### Description of the task
Write out all of the entries exactly, please.

(Point labeling dataset excerpts)
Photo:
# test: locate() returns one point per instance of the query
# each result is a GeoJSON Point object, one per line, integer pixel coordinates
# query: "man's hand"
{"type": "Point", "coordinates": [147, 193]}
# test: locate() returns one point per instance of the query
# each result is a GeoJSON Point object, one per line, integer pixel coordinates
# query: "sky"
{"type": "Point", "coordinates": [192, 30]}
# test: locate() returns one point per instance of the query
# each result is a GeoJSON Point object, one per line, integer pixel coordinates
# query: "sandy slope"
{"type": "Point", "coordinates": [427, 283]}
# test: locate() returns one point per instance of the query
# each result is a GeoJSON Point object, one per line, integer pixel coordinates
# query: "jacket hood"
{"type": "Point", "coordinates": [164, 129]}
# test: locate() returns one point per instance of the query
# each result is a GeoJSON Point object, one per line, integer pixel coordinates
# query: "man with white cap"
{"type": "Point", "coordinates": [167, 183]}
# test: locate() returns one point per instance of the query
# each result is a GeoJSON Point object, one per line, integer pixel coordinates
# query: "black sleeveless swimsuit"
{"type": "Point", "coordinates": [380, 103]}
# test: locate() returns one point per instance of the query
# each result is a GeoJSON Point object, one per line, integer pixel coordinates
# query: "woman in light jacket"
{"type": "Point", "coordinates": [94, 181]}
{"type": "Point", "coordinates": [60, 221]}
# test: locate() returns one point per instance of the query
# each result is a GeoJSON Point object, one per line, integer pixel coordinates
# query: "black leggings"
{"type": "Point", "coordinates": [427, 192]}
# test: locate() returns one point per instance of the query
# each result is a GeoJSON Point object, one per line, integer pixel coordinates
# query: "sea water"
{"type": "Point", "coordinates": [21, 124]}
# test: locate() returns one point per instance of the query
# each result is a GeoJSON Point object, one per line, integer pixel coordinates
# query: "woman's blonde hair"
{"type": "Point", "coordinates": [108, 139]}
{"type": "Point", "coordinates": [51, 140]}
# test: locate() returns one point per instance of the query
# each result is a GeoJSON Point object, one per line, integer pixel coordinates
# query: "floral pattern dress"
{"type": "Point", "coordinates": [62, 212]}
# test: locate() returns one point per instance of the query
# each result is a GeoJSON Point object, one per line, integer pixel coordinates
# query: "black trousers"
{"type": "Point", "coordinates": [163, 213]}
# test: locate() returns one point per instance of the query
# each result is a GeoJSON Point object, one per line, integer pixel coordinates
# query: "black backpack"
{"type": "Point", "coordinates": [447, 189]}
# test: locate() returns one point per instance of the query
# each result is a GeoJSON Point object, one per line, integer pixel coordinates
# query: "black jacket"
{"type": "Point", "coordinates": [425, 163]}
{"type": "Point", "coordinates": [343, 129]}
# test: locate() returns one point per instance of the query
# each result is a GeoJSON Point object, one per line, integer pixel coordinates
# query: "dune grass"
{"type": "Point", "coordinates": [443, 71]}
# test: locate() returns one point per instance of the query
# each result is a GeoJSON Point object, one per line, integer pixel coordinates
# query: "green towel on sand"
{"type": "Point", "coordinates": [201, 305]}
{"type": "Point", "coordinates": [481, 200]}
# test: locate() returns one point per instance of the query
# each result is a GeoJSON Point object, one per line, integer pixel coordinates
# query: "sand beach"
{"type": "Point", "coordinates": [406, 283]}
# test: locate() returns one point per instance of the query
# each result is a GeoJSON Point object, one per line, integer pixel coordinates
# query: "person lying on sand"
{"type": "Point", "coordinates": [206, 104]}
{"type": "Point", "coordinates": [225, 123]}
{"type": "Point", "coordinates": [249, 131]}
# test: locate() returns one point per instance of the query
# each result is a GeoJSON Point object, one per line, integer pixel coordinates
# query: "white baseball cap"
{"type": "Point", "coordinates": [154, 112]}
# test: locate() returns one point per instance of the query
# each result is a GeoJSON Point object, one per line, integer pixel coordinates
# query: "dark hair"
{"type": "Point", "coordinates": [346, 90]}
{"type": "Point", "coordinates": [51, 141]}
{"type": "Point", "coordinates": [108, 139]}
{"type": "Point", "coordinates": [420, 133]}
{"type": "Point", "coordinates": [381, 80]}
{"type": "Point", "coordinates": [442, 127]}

### Expected answer
Photo:
# test: locate() returns one point per instance of the query
# each result is a GeoJSON Point object, one per line, integer pixel coordinates
# query: "man's hand"
{"type": "Point", "coordinates": [147, 193]}
# test: locate() returns one point per instance of the query
# each result is a GeoJSON Point object, one per line, integer pixel coordinates
# query: "sky"
{"type": "Point", "coordinates": [192, 30]}
# test: locate() returns one point per instance of the query
# each result is a GeoJSON Point object, one per line, integer pixel coordinates
# query: "sandy slope"
{"type": "Point", "coordinates": [427, 283]}
# test: locate() returns one point per instance of the query
# each result is a GeoJSON Point object, one per line, integer pixel coordinates
# query: "jacket hood"
{"type": "Point", "coordinates": [164, 129]}
# test: locate() returns one point per instance of the query
# each result is a GeoJSON Point object, one per line, integer pixel coordinates
# query: "man with white cap"
{"type": "Point", "coordinates": [167, 183]}
# test: locate() returns one point per instance of the query
# each result is a GeoJSON Point object, one per line, integer pixel coordinates
# query: "black sleeveless swimsuit"
{"type": "Point", "coordinates": [380, 103]}
# test: locate() returns one point per instance of the query
# each result is a GeoJSON Point object, one per line, integer pixel coordinates
# query: "woman in light jacket"
{"type": "Point", "coordinates": [94, 181]}
{"type": "Point", "coordinates": [60, 221]}
# test: locate() returns one point per instance of the query
# each result is a GeoJSON Point object, one per line, integer pixel coordinates
# query: "black leggings"
{"type": "Point", "coordinates": [427, 192]}
# test: locate() returns one point per instance of the query
# each result is a GeoJSON Point object, one per line, integer pixel coordinates
# query: "sea water"
{"type": "Point", "coordinates": [21, 124]}
# test: locate() returns one point per instance of the query
# each result is a GeoJSON Point object, one per line, integer pixel coordinates
# query: "woman's blonde hair"
{"type": "Point", "coordinates": [108, 139]}
{"type": "Point", "coordinates": [51, 140]}
# test: locate() returns one point per instance of the query
# each result is a GeoJSON Point object, one per line, integer pixel coordinates
# query: "floral pattern dress"
{"type": "Point", "coordinates": [62, 212]}
# test: locate() returns one point per instance of the query
# each result is a GeoJSON Point object, one per line, integer pixel coordinates
# query: "black trousers"
{"type": "Point", "coordinates": [163, 213]}
# test: locate() returns one point per instance of the query
# each result is a GeoJSON Point object, one per line, integer pixel coordinates
# query: "black backpack"
{"type": "Point", "coordinates": [447, 189]}
# test: locate() returns one point per instance of the query
# each result is a GeoJSON Point object, one per line, integer pixel coordinates
# query: "black jacket"
{"type": "Point", "coordinates": [425, 163]}
{"type": "Point", "coordinates": [343, 129]}
# test: locate() returns one point per instance of the query
# each result is a GeoJSON Point object, one per line, integer pixel coordinates
# query: "dune grass"
{"type": "Point", "coordinates": [443, 71]}
# test: locate() returns one point per instance of the query
# each result is a GeoJSON Point object, one per line, integer pixel coordinates
# query: "green towel on sand"
{"type": "Point", "coordinates": [201, 305]}
{"type": "Point", "coordinates": [481, 200]}
# test: locate() returns one point per instance of the query
# each result is a GeoJSON Point object, one per line, integer pixel coordinates
# query: "sand beach"
{"type": "Point", "coordinates": [406, 283]}
# test: locate() returns one point per instance of the query
# each result is a GeoJSON Point object, one per line, integer pixel coordinates
# query: "person lying on sand"
{"type": "Point", "coordinates": [206, 104]}
{"type": "Point", "coordinates": [225, 123]}
{"type": "Point", "coordinates": [249, 131]}
# test: locate() returns one point per instance of the query
# each result is a GeoJSON Point object, one per line, integer pixel coordinates
# query: "white baseball cap"
{"type": "Point", "coordinates": [154, 112]}
# test: locate() returns one point per instance of the query
# each result is a GeoJSON Point object, one per line, integer pixel coordinates
# query: "dark hair"
{"type": "Point", "coordinates": [346, 90]}
{"type": "Point", "coordinates": [51, 141]}
{"type": "Point", "coordinates": [108, 139]}
{"type": "Point", "coordinates": [420, 133]}
{"type": "Point", "coordinates": [381, 80]}
{"type": "Point", "coordinates": [442, 127]}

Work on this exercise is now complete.